** Opening RECORD SET block **

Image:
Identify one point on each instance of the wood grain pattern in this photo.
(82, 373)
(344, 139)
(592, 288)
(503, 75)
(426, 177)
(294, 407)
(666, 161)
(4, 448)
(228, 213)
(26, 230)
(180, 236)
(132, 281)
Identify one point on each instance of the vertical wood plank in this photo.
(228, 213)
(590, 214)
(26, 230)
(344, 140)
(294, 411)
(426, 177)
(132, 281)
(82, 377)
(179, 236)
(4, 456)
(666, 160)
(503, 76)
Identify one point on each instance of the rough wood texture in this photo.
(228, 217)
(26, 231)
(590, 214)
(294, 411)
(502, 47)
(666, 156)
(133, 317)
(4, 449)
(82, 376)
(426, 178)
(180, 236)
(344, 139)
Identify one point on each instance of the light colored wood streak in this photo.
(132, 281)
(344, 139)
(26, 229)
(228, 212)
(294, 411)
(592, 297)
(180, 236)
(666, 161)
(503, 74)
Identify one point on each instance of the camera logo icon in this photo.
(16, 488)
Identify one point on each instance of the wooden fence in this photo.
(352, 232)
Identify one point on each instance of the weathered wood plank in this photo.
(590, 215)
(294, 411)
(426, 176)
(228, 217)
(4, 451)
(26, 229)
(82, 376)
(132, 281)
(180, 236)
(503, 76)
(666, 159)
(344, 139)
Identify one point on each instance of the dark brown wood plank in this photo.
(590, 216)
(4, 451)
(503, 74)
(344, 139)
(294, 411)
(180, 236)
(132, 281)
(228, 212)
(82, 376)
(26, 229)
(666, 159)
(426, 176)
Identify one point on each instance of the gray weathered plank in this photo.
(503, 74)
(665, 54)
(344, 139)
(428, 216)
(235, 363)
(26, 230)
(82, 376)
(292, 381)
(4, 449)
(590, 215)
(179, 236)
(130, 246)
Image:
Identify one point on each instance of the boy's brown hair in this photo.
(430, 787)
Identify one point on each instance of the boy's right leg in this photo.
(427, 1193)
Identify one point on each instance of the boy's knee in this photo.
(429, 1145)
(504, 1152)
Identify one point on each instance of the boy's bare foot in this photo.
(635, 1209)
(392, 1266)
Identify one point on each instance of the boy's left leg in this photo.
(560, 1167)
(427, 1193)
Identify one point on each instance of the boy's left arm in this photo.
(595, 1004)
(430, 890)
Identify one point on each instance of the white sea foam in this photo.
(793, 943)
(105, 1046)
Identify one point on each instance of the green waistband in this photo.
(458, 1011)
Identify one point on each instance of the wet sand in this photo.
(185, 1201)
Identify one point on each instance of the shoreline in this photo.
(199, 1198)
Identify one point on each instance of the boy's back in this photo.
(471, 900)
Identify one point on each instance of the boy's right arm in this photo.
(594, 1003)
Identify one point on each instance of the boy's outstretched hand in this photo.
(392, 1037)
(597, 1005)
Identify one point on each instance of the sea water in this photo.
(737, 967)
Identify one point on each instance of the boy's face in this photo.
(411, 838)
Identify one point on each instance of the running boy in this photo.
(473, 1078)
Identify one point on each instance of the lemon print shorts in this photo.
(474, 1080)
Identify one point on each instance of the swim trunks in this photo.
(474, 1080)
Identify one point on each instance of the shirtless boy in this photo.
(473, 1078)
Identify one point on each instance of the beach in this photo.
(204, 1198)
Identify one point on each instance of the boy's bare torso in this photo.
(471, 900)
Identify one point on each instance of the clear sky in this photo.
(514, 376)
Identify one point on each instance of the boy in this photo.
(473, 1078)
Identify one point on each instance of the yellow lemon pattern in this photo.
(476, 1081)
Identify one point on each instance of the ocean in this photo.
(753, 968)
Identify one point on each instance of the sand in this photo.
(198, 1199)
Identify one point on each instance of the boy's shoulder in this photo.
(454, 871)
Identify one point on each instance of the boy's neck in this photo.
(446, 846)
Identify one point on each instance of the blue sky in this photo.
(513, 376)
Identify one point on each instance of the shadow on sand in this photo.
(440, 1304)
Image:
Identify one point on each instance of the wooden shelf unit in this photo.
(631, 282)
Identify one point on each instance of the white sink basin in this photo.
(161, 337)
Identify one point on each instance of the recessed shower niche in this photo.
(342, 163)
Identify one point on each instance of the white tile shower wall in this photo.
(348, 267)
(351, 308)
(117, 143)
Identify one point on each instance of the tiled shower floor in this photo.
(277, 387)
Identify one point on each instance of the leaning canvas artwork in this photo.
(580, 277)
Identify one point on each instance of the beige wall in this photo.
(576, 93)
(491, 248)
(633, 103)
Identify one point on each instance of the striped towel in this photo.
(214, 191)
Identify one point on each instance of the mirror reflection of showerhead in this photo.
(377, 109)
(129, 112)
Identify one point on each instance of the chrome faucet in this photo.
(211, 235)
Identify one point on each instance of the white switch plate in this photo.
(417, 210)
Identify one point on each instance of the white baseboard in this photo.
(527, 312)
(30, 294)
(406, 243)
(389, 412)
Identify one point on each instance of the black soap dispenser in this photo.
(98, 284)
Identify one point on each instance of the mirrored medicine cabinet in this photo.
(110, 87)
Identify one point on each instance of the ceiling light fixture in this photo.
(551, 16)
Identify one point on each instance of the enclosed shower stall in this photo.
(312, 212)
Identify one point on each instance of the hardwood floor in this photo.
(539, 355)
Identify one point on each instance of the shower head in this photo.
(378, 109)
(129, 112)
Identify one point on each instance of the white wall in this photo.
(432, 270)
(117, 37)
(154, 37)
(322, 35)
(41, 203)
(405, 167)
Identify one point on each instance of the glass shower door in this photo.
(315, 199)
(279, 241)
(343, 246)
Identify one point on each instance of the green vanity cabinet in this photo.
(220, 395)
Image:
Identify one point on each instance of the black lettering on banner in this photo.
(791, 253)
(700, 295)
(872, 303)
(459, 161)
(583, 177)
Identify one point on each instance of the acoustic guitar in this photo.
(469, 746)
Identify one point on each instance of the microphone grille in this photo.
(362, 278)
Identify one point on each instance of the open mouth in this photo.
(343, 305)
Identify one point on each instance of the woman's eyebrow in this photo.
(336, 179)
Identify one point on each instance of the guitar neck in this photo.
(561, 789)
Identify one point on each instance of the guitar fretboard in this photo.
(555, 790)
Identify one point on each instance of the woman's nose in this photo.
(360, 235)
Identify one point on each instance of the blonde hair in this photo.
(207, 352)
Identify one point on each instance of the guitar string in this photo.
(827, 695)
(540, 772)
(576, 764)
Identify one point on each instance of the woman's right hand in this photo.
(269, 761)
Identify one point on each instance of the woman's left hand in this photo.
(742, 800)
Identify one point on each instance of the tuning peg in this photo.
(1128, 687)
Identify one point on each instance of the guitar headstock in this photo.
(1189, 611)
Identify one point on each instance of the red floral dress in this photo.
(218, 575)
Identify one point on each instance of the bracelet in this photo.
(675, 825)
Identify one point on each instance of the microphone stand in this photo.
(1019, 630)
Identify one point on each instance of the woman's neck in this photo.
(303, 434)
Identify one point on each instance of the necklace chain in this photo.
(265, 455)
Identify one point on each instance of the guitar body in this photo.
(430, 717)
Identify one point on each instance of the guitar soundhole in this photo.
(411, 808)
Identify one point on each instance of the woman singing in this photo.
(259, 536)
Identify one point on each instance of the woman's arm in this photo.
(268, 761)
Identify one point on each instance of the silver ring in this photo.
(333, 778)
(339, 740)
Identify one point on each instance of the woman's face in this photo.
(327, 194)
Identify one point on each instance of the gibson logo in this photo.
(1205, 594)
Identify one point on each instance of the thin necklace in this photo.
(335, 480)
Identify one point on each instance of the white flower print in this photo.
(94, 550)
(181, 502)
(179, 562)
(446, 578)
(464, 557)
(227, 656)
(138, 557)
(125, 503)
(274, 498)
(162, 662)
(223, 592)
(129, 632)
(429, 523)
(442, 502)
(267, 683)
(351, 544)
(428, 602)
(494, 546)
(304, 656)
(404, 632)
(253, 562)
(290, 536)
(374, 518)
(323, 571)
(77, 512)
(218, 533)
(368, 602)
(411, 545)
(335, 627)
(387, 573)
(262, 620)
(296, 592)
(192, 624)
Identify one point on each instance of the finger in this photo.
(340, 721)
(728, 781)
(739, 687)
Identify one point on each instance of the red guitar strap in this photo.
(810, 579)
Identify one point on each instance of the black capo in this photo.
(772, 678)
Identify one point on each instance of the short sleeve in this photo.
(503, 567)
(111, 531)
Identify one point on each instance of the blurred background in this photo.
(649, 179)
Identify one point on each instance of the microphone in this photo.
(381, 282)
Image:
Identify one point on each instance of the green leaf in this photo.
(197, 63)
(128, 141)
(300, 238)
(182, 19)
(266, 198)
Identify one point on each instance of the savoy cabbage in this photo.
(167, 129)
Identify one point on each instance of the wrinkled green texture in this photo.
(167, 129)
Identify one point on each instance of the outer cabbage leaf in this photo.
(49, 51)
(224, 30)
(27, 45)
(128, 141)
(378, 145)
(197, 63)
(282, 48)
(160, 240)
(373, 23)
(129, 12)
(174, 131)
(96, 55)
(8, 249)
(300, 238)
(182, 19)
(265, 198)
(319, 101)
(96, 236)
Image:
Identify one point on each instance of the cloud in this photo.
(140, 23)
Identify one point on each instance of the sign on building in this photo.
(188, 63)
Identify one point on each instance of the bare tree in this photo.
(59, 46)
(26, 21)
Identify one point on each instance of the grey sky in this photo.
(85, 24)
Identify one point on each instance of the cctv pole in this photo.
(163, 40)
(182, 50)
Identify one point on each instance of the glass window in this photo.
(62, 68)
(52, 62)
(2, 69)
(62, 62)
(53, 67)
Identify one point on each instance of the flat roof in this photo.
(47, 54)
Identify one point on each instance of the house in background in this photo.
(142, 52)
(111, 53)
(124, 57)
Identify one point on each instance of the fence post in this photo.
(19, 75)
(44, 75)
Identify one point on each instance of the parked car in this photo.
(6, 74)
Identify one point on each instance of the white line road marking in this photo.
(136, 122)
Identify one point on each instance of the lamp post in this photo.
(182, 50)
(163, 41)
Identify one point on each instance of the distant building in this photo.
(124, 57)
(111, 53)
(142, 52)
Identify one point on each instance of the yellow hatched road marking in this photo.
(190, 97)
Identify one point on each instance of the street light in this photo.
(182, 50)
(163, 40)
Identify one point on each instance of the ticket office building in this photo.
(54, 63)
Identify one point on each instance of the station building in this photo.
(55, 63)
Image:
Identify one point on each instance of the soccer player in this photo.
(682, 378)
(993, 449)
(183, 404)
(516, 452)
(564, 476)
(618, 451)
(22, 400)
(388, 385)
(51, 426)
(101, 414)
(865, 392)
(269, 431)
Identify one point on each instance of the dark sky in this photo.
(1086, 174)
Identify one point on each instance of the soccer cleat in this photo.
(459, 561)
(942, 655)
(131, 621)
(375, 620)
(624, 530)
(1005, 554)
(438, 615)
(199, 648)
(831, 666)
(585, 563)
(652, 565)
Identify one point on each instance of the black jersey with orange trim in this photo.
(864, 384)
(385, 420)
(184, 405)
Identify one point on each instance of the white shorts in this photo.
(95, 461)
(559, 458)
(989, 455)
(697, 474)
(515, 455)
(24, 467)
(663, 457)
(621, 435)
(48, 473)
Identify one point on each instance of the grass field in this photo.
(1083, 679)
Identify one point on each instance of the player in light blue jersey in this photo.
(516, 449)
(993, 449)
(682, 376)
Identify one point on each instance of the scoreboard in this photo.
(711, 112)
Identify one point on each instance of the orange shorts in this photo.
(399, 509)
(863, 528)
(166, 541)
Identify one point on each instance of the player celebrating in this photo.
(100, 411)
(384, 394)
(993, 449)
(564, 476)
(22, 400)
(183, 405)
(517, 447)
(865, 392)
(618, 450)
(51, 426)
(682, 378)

** Closing RECORD SET block **

GOAL OF THE EXERCISE: Every line from the one containing "Identify one point on each instance of the dark sky" through the final line of the data above is to be restated word for word, and nothing more.

ANSWER TO THIS TASK:
Identify one point on each instance of the dark sky in this photo.
(1086, 174)
Identify one point on each instance of the soccer cleat in this photo.
(459, 561)
(942, 655)
(131, 621)
(375, 620)
(624, 530)
(1005, 554)
(438, 615)
(199, 648)
(831, 666)
(585, 563)
(652, 565)
Identify one point on each instance of the black jersey with orange trim in this photo.
(864, 384)
(385, 420)
(184, 405)
Identify one point on each instance of the white shorts in this photo.
(95, 461)
(559, 458)
(989, 455)
(697, 474)
(515, 455)
(24, 467)
(663, 457)
(621, 435)
(48, 473)
Identify one point on each instance of the grass field in this photo.
(1083, 679)
Identify one point on each instance of the player in light blue jersey in this photo.
(516, 449)
(993, 449)
(682, 376)
Identify one point on each instance of the scoreboard in this photo.
(711, 112)
Identify one point on each instance of the orange shorts in this photo.
(399, 509)
(863, 528)
(166, 541)
Identify one point on each instance of the player celebrating in this photo.
(100, 411)
(384, 394)
(993, 449)
(564, 476)
(22, 400)
(183, 405)
(517, 447)
(865, 392)
(618, 450)
(51, 426)
(682, 378)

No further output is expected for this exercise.